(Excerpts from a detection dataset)

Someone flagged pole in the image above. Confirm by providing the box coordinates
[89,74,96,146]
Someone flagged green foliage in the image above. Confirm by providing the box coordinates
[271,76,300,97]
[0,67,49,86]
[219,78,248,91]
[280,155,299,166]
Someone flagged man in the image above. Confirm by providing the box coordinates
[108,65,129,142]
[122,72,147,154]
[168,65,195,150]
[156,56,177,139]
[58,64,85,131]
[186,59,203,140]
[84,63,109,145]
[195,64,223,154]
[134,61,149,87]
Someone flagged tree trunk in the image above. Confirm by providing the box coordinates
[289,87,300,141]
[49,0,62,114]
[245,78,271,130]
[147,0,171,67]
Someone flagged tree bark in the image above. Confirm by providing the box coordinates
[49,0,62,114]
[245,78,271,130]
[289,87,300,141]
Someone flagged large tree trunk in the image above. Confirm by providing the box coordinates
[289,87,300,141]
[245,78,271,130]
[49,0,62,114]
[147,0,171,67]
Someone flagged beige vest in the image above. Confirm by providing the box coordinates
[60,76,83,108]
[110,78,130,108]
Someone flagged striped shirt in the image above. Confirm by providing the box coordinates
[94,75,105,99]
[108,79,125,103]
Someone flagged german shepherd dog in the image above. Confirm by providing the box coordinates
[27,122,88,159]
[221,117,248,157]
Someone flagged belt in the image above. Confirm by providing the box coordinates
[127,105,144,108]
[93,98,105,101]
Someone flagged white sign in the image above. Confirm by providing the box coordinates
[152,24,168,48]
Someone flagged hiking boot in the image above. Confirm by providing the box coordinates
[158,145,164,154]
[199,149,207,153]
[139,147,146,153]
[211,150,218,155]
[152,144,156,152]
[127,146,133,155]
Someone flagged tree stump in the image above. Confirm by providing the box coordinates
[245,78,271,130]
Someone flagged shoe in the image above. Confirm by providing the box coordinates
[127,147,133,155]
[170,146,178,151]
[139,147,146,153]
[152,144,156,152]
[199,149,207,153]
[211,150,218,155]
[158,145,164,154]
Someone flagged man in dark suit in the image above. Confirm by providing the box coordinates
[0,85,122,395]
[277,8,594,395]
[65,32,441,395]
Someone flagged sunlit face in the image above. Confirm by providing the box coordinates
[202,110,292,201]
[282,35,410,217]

Instruction
Copy out every line of the material, unchanged, from the line containing "Someone flagged hiking" through the final line, including both.

Output below
Someone flagged hiking boot in the image above. Confirm by providing the box coordinates
[158,145,164,154]
[199,149,207,153]
[139,147,146,153]
[211,150,218,155]
[152,144,156,152]
[127,146,133,155]
Someone flagged tree stump in the image above. Confirm by providing the box coordinates
[245,78,271,130]
Someone flagged shoe in the image above. Confirm by providing the box coordinates
[127,147,133,155]
[170,146,178,151]
[139,147,146,153]
[152,144,156,152]
[199,149,207,153]
[211,150,218,155]
[158,145,164,154]
Someone flagged man in dark suit in the image above. Confirm by providing the box coordinates
[0,85,122,395]
[277,8,594,395]
[65,32,441,395]
Someone flagged sunlit face in the image above. Confirm by providing the box coordinates
[202,110,292,201]
[282,35,410,217]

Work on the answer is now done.